§ TASK DIRECTIONS
Across the listing below, how many lines contain the string "coords"? Only the number is needed.

§ DATA PROVIDED
-- Opening Marker --

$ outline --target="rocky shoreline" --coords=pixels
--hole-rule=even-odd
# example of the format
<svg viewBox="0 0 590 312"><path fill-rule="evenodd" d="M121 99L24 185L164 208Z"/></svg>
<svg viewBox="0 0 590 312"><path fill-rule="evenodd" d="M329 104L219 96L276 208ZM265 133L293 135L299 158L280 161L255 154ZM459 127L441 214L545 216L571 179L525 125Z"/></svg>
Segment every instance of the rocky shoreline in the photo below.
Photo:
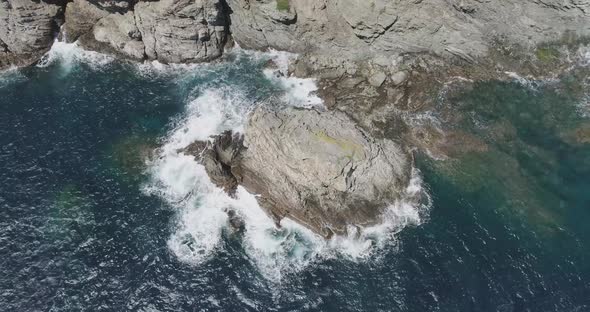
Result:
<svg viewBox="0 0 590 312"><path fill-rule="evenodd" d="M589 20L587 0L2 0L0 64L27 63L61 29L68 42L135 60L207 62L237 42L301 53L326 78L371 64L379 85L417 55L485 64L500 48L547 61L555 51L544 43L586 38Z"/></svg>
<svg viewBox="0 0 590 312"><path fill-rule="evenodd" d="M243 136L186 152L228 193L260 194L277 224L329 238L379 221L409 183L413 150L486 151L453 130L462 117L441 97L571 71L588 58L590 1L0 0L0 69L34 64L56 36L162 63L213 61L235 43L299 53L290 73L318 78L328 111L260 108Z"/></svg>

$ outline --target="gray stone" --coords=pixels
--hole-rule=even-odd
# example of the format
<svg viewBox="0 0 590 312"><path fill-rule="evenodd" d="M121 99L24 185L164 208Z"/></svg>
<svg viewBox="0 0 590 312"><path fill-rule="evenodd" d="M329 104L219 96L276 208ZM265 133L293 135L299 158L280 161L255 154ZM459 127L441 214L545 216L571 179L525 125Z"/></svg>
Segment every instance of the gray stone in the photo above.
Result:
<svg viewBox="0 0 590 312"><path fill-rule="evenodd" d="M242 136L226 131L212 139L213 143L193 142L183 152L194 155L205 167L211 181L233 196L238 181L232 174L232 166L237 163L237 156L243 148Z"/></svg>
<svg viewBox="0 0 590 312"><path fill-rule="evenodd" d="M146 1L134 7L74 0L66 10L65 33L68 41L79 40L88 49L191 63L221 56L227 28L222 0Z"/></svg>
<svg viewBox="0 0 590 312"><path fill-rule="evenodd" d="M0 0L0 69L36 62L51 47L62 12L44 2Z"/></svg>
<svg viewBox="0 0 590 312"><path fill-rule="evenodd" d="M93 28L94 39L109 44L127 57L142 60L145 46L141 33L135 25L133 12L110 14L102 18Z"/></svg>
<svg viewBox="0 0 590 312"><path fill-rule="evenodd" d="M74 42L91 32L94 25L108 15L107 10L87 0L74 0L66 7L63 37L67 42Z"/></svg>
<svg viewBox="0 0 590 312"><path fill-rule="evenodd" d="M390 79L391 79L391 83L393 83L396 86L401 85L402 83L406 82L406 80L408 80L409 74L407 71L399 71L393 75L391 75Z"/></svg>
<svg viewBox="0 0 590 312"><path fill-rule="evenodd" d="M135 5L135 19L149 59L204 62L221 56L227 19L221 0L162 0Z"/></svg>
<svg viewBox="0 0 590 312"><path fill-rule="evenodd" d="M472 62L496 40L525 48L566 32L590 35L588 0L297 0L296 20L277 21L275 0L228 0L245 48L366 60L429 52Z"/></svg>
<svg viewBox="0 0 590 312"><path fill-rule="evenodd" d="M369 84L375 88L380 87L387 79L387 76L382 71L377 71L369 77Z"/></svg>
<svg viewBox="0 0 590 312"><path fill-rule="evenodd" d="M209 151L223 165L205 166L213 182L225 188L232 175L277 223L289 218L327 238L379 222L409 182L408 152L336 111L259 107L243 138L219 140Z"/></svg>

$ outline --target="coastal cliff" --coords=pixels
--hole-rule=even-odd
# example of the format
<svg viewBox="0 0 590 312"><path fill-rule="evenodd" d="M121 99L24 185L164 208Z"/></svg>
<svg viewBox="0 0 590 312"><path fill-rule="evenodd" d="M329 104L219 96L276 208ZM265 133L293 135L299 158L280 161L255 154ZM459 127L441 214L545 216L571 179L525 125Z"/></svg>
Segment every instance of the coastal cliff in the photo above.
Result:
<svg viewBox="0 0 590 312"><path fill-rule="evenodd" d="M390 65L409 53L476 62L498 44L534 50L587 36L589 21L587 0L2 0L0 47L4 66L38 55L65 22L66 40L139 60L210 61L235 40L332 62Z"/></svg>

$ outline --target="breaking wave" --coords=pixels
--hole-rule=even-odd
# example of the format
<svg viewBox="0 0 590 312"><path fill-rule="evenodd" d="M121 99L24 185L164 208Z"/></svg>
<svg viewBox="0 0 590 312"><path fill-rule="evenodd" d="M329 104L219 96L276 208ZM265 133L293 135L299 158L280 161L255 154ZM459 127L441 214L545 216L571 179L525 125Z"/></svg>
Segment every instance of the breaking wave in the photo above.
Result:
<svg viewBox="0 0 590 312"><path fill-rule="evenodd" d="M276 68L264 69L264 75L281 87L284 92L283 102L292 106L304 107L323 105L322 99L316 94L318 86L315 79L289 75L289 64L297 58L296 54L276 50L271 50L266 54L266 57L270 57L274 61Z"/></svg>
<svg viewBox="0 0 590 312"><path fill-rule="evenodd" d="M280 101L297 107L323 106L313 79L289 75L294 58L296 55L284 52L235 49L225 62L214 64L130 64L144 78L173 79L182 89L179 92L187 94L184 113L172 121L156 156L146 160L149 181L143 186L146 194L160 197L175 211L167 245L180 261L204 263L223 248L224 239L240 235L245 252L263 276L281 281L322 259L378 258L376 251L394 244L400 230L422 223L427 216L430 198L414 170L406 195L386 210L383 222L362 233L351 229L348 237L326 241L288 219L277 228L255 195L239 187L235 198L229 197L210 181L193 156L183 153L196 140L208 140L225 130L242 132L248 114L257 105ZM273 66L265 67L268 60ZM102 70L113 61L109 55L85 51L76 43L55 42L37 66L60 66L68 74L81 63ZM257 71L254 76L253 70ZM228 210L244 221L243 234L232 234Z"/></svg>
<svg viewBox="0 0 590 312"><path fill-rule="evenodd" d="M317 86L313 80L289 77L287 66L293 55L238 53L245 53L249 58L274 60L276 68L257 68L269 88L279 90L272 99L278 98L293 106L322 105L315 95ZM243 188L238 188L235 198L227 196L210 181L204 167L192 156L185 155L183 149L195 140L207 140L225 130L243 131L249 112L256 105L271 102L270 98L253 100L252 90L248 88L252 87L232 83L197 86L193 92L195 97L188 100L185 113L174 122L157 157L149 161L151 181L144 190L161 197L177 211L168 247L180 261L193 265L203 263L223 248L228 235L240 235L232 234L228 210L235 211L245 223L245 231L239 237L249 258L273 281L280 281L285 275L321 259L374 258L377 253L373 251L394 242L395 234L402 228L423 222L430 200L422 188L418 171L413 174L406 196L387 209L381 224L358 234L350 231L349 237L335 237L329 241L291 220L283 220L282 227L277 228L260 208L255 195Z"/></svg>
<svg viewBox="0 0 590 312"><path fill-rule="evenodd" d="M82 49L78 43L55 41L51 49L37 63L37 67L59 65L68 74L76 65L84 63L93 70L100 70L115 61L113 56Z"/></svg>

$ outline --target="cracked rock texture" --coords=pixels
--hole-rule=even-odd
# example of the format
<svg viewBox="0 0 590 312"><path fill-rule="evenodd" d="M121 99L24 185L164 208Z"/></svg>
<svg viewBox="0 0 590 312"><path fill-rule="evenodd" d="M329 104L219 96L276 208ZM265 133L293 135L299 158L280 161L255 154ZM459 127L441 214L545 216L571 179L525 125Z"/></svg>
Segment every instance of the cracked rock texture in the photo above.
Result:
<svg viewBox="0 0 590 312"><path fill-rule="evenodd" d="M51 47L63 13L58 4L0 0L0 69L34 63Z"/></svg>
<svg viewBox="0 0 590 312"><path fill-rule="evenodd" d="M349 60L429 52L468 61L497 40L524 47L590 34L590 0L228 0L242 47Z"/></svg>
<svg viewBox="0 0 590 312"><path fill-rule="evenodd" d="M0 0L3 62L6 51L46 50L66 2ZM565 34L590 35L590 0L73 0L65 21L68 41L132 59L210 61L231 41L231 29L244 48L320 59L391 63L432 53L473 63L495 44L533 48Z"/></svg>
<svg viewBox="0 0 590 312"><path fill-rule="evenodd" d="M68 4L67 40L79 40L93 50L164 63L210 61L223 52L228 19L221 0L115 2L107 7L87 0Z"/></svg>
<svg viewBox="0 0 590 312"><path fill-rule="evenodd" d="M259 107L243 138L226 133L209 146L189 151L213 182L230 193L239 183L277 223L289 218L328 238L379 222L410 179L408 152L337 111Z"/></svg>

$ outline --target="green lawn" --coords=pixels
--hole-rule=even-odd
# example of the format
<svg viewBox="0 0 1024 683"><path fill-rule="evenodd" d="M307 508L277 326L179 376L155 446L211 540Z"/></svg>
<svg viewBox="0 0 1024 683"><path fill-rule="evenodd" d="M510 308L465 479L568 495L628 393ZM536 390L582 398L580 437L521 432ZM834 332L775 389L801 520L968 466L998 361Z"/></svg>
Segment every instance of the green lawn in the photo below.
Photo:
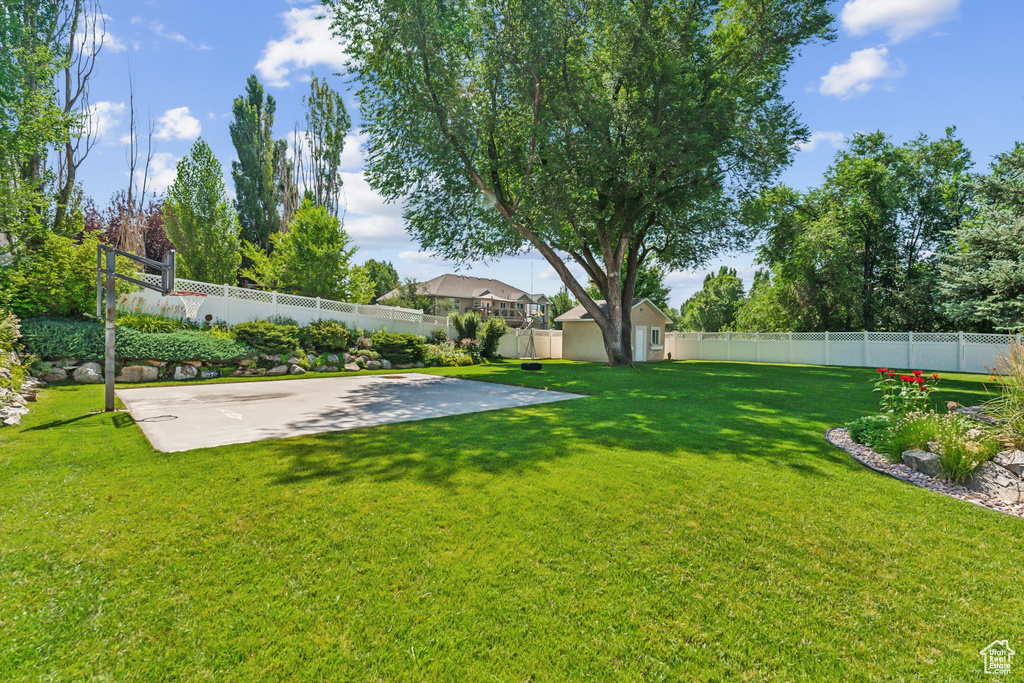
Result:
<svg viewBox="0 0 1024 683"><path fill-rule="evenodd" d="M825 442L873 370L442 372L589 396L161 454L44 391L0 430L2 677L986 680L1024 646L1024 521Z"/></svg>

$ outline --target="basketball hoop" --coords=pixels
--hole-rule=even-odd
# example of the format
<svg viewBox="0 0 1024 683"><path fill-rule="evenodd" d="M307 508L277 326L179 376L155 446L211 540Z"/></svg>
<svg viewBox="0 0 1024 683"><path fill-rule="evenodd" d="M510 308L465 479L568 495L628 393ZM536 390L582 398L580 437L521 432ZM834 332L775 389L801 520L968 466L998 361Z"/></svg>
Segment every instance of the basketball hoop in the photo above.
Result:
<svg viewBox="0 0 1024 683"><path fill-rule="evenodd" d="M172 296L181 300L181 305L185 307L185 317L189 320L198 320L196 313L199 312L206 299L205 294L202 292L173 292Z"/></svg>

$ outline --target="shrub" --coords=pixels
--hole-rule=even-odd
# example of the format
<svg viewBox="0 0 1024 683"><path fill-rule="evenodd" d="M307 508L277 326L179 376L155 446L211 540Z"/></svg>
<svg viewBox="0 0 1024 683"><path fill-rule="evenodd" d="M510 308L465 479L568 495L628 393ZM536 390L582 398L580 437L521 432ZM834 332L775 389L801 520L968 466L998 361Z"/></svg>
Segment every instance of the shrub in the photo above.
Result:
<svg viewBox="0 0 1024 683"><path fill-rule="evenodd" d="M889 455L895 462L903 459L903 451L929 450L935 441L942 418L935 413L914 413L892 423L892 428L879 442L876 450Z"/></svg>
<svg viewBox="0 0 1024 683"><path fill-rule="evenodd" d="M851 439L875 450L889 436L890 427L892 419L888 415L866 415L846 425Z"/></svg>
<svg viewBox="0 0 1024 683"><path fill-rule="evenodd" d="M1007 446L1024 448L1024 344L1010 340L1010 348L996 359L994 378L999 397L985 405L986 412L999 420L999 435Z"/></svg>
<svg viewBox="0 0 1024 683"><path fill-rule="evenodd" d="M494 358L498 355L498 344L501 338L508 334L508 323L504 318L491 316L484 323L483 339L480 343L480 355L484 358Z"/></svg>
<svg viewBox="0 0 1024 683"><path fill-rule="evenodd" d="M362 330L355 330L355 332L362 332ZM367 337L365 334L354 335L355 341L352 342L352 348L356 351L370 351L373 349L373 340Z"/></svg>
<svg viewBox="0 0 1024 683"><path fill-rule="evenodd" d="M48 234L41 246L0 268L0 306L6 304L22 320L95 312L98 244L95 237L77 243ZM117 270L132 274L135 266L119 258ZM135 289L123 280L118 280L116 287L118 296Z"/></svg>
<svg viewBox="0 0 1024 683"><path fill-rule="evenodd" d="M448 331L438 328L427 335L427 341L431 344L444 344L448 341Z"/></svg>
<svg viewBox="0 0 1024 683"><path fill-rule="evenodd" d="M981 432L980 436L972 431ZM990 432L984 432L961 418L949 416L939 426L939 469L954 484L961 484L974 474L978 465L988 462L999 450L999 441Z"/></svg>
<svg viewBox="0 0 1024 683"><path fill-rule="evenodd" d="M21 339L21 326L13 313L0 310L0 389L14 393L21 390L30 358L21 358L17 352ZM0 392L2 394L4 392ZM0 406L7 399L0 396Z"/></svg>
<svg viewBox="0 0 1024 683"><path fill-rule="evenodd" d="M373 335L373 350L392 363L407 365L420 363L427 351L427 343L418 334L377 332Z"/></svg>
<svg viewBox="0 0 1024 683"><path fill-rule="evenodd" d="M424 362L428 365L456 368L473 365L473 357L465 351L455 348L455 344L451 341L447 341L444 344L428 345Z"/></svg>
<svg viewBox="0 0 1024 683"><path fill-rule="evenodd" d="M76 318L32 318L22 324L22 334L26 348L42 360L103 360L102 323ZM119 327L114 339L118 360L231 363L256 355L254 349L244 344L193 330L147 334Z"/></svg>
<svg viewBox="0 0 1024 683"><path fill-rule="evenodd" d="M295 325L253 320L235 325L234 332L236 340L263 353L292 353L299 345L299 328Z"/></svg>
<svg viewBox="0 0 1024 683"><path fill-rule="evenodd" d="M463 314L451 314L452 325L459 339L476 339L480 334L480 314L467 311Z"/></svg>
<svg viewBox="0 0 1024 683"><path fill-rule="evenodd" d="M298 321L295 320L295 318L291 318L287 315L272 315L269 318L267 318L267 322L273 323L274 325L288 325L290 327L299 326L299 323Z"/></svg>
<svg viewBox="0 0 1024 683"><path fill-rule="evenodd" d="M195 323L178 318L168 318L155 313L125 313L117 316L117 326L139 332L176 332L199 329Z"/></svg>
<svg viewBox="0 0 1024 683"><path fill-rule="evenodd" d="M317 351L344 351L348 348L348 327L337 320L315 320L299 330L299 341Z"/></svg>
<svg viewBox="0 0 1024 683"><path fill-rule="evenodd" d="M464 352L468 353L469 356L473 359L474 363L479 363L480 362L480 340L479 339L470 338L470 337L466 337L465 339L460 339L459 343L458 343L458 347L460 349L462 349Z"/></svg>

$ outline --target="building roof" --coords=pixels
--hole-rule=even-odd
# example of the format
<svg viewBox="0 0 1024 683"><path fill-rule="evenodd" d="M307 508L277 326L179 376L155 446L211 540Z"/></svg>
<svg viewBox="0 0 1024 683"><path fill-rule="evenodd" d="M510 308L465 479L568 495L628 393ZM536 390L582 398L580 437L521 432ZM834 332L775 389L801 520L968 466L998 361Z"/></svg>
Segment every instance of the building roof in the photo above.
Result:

-- Closing Marker --

§ SOLUTION TO THIS EXERCISE
9